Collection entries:
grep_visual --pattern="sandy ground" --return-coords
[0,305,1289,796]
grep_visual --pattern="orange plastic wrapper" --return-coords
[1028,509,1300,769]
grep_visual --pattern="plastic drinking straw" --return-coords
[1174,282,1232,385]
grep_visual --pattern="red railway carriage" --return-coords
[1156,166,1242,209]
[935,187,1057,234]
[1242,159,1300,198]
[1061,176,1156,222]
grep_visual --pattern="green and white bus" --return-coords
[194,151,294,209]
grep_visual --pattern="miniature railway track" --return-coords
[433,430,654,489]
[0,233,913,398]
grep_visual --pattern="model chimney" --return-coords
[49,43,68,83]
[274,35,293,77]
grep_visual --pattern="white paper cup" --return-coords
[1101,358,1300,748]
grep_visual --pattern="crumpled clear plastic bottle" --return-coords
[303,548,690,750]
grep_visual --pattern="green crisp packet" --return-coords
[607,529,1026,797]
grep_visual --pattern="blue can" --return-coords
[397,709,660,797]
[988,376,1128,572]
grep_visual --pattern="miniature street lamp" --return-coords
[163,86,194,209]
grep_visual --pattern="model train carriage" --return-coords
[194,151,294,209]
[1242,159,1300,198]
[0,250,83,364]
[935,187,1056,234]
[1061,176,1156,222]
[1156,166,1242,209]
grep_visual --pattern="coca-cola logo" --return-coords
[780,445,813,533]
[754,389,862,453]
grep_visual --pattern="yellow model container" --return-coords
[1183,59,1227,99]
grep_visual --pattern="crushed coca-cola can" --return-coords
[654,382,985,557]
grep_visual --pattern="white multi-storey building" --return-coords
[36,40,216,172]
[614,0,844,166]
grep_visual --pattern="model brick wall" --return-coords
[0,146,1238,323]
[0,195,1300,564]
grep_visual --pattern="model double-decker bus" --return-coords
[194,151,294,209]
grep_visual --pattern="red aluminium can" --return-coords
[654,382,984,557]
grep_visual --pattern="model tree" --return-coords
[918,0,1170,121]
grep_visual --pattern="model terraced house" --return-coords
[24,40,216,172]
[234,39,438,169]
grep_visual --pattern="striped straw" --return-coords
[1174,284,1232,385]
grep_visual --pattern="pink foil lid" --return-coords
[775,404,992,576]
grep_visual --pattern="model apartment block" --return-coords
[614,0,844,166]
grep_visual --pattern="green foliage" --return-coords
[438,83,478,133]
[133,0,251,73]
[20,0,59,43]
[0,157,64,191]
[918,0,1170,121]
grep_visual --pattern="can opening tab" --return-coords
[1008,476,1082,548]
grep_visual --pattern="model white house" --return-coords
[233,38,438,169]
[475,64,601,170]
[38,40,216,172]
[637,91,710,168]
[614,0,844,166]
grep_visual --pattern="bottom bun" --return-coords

EXERCISE INSTRUCTIONS: Rewrite every row above, changing each instance of "grep_visual" to "search_visual" and leaving the rest of each line unchanged.

OUTPUT FOR THIS EXERCISE:
search_visual --pattern="sandy ground" --return-coords
[0,305,1289,796]
search_visual --pattern="orange plastic wrapper" --return-coords
[1028,509,1300,769]
search_visual --pattern="plastic drinking straw" --return-coords
[1174,282,1232,385]
search_visual --pattern="red railway carriage" --return-coords
[1156,166,1242,209]
[935,187,1057,234]
[1242,159,1300,198]
[1061,176,1156,222]
search_visual --pattern="green and white bus" --return-coords
[194,151,294,209]
search_visual --pattern="miniature railway track" --return-coords
[433,430,654,489]
[0,233,913,398]
search_visual --pattern="model chimney" --return-coords
[49,43,68,83]
[274,35,293,77]
search_visual --pattern="white paper cup" --return-coords
[1101,358,1300,748]
search_visual --pattern="crumpled clear plastic bottle" --return-coords
[303,548,690,750]
search_visual --pattern="green crisp packet" --return-coords
[607,529,1026,797]
search_visual --pattern="blue can" --return-coords
[397,709,660,797]
[988,376,1128,572]
search_visual --pattern="miniature street lamp" --return-coords
[163,86,194,209]
search_visual --pattern="model train carriage" --return-coords
[194,151,294,209]
[1242,159,1300,198]
[0,250,83,364]
[935,187,1056,234]
[1061,176,1156,222]
[1156,166,1242,209]
search_visual --pattern="coca-cola logo" --return-coords
[780,445,813,533]
[754,389,862,453]
search_visual --pattern="yellow model container" --return-coords
[1183,59,1227,99]
search_visual --pattern="crushed coca-cola can" --return-coords
[654,382,985,557]
search_visual --pattern="white multi-storey building" --return-coords
[36,40,216,172]
[614,0,844,166]
search_visual --pattern="model brick wall" --return-coords
[0,146,1238,323]
[0,195,1300,564]
search_visual --pattern="model double-decker bus" --return-coords
[194,151,294,209]
search_visual --pattern="red aluminium can" --return-coords
[654,382,984,557]
search_visual --pattern="model tree" --return-coords
[918,0,1170,121]
search_visual --pattern="model terraced house" --return-coords
[24,40,216,172]
[234,39,438,169]
search_visual --pattern="striped straw" --return-coords
[1174,284,1232,385]
search_visual --pattern="pink foil lid" --return-coords
[775,404,992,576]
search_visual --pattern="model apartment block" --return-coords
[614,0,844,166]
search_visual --pattern="green foliage" --return-coords
[438,83,478,133]
[133,0,251,73]
[20,0,59,43]
[0,157,64,191]
[918,0,1170,121]
search_visual --pattern="can opening tab" --return-coords
[1008,476,1082,548]
search_visual --pattern="model white house" --return-coords
[233,38,438,169]
[475,64,601,170]
[38,40,216,172]
[637,91,710,168]
[614,0,844,166]
search_visual --pattern="bottom bun" --return-coords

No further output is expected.